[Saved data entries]
-- begin --

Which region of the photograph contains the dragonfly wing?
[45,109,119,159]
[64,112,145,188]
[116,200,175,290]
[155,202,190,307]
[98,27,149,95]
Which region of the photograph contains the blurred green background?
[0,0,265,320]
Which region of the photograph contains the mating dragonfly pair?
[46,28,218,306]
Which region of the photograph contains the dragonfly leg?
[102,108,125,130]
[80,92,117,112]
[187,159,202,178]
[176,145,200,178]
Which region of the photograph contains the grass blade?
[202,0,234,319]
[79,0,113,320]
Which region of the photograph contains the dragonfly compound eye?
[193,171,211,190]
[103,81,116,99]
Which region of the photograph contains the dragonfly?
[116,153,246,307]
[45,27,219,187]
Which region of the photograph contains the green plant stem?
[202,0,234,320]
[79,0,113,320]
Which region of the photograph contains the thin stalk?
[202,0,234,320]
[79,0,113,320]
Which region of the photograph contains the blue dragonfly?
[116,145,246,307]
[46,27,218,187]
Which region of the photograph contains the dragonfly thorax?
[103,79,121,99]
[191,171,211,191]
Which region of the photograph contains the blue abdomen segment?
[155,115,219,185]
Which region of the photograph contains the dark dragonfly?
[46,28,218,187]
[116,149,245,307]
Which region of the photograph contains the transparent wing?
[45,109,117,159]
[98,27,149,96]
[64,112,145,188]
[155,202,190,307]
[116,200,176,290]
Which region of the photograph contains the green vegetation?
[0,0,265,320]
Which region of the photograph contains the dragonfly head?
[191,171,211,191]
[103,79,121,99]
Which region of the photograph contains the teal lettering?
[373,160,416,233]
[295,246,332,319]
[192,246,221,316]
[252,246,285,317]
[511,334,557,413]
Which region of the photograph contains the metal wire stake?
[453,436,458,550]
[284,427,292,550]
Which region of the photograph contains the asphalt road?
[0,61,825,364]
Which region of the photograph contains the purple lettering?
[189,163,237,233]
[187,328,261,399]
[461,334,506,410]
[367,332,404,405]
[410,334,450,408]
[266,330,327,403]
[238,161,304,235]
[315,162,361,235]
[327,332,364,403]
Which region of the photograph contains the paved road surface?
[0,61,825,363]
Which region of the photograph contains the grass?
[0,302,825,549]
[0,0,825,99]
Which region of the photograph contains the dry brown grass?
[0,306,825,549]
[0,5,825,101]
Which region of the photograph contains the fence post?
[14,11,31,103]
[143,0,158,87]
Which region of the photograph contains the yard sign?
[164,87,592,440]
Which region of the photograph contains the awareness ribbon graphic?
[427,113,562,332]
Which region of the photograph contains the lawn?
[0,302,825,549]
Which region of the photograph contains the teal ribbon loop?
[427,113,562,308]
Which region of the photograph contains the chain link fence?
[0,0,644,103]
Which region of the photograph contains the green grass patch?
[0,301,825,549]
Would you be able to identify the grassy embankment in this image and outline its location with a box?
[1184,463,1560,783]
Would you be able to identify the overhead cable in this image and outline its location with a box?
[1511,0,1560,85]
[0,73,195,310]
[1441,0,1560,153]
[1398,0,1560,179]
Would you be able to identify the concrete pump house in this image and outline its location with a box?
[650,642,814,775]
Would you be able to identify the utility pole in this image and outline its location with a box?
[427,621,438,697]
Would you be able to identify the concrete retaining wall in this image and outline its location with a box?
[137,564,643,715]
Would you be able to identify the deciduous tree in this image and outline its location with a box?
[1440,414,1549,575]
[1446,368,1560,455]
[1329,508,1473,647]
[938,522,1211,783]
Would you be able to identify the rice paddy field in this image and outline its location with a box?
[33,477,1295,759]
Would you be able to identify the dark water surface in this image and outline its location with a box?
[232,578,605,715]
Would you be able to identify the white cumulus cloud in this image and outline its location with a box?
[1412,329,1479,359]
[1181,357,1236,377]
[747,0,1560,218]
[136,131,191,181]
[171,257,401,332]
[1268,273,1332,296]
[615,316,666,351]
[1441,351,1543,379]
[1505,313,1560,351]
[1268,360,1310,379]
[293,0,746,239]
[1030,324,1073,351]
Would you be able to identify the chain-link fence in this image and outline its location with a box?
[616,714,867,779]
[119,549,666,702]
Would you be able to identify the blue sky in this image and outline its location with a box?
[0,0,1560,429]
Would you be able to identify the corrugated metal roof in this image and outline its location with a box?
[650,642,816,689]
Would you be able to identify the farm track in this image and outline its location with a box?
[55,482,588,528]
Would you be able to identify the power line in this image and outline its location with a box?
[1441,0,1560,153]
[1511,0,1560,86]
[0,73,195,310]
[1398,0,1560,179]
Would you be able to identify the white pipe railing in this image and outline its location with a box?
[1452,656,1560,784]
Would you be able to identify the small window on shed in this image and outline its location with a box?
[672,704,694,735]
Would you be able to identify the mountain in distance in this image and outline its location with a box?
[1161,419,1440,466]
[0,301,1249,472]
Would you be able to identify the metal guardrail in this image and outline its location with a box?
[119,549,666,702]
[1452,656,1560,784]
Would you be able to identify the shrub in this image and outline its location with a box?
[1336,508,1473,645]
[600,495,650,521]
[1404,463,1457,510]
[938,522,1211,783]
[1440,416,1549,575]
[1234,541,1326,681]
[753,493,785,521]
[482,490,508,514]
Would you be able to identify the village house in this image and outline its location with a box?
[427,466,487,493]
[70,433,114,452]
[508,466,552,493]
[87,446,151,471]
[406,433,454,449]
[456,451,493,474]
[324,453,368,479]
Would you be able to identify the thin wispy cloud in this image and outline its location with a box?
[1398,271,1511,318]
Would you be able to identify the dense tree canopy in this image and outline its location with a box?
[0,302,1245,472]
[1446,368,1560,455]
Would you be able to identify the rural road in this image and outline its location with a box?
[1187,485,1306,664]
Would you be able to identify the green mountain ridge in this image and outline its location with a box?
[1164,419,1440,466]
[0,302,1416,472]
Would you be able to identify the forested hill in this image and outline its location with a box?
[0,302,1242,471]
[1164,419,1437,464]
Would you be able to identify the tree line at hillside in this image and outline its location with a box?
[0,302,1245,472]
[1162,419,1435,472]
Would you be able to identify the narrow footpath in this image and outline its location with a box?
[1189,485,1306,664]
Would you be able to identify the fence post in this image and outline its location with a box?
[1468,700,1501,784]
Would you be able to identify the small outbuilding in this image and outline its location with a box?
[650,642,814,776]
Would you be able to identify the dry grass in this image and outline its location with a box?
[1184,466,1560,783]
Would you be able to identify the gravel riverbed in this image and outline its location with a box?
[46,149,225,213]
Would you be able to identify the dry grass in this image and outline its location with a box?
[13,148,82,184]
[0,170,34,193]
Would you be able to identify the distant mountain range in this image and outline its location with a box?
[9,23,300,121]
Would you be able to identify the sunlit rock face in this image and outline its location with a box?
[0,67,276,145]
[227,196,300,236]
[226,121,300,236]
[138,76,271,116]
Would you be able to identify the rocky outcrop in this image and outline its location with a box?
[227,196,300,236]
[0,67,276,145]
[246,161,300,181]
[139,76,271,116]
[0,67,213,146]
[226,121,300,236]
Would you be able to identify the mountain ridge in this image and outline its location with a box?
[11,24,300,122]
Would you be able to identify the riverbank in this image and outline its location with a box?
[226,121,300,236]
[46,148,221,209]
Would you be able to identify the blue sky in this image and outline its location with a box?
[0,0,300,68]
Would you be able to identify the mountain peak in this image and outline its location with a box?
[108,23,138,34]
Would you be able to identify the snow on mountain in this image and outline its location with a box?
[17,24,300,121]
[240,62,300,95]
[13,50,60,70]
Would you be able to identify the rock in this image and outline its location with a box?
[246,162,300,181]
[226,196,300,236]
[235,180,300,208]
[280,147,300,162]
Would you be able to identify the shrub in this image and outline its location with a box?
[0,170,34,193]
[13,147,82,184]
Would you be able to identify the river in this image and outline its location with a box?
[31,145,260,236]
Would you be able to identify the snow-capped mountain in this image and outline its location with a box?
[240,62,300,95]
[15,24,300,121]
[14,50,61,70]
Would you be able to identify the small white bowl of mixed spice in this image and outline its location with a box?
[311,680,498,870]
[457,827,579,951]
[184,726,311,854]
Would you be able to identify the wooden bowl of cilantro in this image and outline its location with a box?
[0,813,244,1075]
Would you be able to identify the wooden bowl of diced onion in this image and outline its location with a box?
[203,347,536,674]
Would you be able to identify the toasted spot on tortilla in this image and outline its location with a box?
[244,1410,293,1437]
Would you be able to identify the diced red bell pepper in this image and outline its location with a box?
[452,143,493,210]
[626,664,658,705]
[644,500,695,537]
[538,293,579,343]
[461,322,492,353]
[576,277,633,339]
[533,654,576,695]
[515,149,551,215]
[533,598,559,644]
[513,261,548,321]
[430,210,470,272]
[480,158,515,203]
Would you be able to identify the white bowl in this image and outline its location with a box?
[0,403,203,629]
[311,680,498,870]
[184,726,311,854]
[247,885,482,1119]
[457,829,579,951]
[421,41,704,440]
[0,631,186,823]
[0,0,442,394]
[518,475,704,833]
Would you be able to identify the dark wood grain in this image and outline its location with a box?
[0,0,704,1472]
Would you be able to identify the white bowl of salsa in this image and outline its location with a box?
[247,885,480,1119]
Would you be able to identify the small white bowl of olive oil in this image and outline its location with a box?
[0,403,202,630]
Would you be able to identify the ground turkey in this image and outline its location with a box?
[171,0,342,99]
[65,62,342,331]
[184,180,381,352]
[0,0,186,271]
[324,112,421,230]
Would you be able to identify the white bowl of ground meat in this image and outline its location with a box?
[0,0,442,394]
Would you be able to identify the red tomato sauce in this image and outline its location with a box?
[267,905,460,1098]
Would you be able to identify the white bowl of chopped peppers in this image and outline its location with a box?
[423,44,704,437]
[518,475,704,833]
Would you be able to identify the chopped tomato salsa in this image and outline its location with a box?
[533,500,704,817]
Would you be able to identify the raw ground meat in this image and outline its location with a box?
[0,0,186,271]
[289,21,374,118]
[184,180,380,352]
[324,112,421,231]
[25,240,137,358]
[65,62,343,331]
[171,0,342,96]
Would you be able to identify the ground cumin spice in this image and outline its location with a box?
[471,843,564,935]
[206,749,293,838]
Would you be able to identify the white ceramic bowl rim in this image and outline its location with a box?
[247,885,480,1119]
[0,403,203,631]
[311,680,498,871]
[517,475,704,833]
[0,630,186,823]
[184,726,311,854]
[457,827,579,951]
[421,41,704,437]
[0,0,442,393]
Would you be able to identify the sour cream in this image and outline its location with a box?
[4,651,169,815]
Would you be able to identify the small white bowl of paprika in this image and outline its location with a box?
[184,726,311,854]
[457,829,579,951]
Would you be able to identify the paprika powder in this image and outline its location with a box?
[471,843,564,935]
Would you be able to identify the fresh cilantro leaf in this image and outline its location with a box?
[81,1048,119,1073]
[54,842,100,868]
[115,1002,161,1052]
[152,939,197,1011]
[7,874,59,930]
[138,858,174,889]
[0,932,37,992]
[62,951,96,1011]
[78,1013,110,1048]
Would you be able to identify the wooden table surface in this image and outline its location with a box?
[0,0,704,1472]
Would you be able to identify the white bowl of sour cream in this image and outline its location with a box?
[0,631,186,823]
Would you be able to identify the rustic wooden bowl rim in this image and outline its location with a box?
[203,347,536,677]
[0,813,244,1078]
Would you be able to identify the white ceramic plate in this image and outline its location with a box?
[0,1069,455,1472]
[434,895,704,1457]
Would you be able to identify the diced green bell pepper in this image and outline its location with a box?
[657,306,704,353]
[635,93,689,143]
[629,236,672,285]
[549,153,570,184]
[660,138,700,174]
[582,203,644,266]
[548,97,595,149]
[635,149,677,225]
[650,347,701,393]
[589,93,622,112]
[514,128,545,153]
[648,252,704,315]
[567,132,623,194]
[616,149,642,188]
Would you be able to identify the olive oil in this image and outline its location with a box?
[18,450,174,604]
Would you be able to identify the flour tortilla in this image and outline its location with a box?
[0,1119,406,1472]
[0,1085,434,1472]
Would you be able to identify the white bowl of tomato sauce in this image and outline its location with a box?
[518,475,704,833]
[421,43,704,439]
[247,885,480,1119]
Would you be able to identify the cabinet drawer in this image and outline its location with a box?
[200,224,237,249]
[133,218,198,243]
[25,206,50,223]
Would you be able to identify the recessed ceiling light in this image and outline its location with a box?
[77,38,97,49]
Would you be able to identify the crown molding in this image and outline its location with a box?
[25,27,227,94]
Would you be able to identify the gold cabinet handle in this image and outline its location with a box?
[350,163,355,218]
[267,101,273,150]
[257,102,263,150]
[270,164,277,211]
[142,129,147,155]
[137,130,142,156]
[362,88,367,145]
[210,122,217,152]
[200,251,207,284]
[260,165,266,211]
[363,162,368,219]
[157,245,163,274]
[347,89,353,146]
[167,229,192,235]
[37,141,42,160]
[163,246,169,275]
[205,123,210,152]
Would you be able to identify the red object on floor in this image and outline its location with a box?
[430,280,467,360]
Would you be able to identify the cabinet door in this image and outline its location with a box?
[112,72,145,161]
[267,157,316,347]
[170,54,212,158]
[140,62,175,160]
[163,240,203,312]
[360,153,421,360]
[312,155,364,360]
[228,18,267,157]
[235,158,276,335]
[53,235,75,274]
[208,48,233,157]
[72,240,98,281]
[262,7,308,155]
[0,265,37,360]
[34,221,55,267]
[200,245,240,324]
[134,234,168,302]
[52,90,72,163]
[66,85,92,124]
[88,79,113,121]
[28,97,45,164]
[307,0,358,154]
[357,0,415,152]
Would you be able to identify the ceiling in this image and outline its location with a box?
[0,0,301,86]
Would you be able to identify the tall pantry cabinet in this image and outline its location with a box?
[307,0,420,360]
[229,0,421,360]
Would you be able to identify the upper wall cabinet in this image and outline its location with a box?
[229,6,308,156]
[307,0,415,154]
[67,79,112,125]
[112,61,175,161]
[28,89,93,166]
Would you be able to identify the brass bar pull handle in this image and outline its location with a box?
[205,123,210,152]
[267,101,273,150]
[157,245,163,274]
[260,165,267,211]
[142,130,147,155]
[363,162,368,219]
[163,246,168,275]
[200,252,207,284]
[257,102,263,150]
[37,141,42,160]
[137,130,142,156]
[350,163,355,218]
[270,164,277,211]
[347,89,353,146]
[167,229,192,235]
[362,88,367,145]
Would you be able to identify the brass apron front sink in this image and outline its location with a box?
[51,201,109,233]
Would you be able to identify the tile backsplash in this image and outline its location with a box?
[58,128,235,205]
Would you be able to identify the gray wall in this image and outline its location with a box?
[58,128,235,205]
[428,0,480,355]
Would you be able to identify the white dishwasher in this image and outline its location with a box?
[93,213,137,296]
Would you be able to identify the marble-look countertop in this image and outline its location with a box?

-- end --

Rename "grass" to "lawn" in the lines starting with the one containing "Which region of the photograph contains the purple" and going on through the one containing "[0,5,825,101]", then write out only those lines with nothing else altered.

Final result
Which region of the photograph contains the purple lettering?
[189,163,237,233]
[187,328,261,399]
[461,334,506,410]
[367,332,404,405]
[410,334,450,408]
[266,330,327,403]
[238,161,304,235]
[315,162,361,235]
[327,332,364,403]
Which region of the photograph contains the paved road surface?
[0,61,825,363]
Which region of the photograph contains the lawn?
[0,302,825,549]
[0,0,825,99]
Which region of the photograph contains the dry brown lawn?
[0,306,825,549]
[0,5,825,101]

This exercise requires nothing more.